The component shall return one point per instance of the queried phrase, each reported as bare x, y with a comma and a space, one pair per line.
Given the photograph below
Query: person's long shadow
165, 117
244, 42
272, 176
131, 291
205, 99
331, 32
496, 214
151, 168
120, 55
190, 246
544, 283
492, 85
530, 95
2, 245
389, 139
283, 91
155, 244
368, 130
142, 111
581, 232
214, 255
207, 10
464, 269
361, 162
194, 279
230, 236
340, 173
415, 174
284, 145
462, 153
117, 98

**Task directions:** Rewrite the records above, changing "long shadow" to "cast shadow" and leaving every other part unchanged.

**Written response:**
The component shall return one point per instance of the queried phrase, each reported as bare x, y with a comma and a space, one pair per line.
Given the photograph below
Query: person's cast shadow
165, 117
244, 42
272, 176
131, 291
205, 99
331, 32
496, 214
151, 168
120, 55
190, 246
544, 283
492, 85
530, 95
2, 245
389, 139
283, 91
155, 244
368, 130
142, 111
581, 232
214, 255
207, 10
464, 269
361, 162
194, 279
230, 236
340, 173
415, 174
284, 145
462, 153
117, 98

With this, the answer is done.